▶ _PASSAGE_
________________________
The general idea of an EDoS attack is to unitilize cloud resources to
disable the economic drivers of using cloud computing infrastructure
services. In an EDoS attack the goal is to make the cloud cost model
unsustainable and therefore making it no longer viable for a company
to affordability use or pay for their cloud based infrastructure.
In Hoff's post he says "Specifically, this usage-based model
potentially enables $evil_person who knows that a service is
cloud-based to manipulate service usage billing in orders of magnitude
that could be disguised easily as legitimate use of the service but
drive costs to unmanageable levels. "
Adam O'Donnell, the Director of Emerging Technologies at Cloudmark,
points out that "The billing models that underlie cloud services may
not be mature enough to properly account for an EDoS like attack."
What this means is that just using the cloud for the purposes of
easily scaling your environment may soon not be enough. Traditional
scaling and performance planning may quickly be giving way to cost
based scaling methodologies. These new cost centric approaches to
scaling cloud infrastructure will look at more then just monitoring
the superficial aspects of your applications load time but instead
focus on how much it's actually costing you.
The ability to adjust based on realtime economic factors may soon play
an equally critical role in a company's decision to use "the cloud" or
potentially continuing to use the it. This is particularly true of
infrastructure as a service offerings such as Amazon or Gogrid, where
the cost are passed directly onto the users of the service in a pay
per use fashion.
________________________
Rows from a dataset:
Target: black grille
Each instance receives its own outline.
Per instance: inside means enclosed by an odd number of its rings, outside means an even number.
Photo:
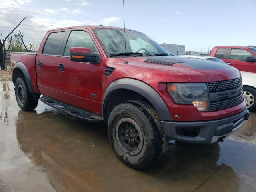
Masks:
[[[227,90],[234,88],[238,88],[242,85],[242,78],[229,80],[228,81],[219,81],[208,83],[208,89],[210,92]]]
[[[243,101],[242,78],[207,83],[210,96],[210,111],[226,109]]]
[[[210,103],[210,111],[214,111],[226,109],[241,103],[243,100],[243,95],[229,100],[213,103]]]

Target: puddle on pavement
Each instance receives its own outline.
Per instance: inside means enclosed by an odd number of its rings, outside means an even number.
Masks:
[[[0,82],[0,98],[9,95],[0,101],[4,117],[0,119],[0,191],[255,188],[256,146],[250,143],[256,132],[255,114],[223,143],[171,144],[162,162],[138,171],[116,157],[106,124],[84,122],[41,102],[35,111],[23,111],[16,103],[12,83]]]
________________________
▶ _BRIEF A_
Sum up the passage on EDoS attacks in two sentences.
▶ _BRIEF B_
Reproduce the part of the passage on EDoS attacks that begins at the words "Adam O'Donnell, the" and ends after the words "actually costing you.".
▶ _BRIEF C_
Resume the passage on EDoS attacks after its last sentence.

▶ _EXERCISE OUTPUT A_
An EDoS attack aims to make a company's cloud cost model unsustainable by driving usage-based bills to unmanageable levels in ways that can pass as legitimate use of the service. Because of this, traditional scaling may give way to cost-based approaches that focus on what an application is actually costing, especially for pay-per-use infrastructure services such as Amazon or Gogrid.

▶ _EXERCISE OUTPUT B_
Adam O'Donnell, the Director of Emerging Technologies at Cloudmark,
points out that "The billing models that underlie cloud services may
not be mature enough to properly account for an EDoS like attack."
What this means is that just using the cloud for the purposes of
easily scaling your environment may soon not be enough. Traditional
scaling and performance planning may quickly be giving way to cost
based scaling methodologies. These new cost centric approaches to
scaling cloud infrastructure will look at more then just monitoring
the superficial aspects of your applications load time but instead
focus on how much it's actually costing you.

▶ _EXERCISE OUTPUT C_
In the platform-as-a-service world, this may not be as big of an issue
because of the economies of scale that companies like Google and
Microsoft bring to bear. But for the smaller guys or DIY clouds, this
could pose a major problem.
The classic example Amazon and others use is that of Animoto, but what
if 50% of Animoto's traffic was purely that of an upset customer
looking to break the bank? Never under estimate the power of a upset
customer or ex-employee's vendetta. Worse yet, what if that irate
customer used the very cloud as the method to create a denial of
sustainability attack? It's become easier then ever to acquire fake
credit card numbers.
For a while it seems the cloud computing was advancing more quickly
then criminals, but this is probably going to be a short lived trend,
a trend which may have already passed. In the very near future the
next generation of cloud based capacity planning and scaling may start
to focus more on building cost based strategies along with the load
and user experience. A strategy capable of being able to determine the
optimal cost while also providing comparisons along with everything
else you need to be competitive.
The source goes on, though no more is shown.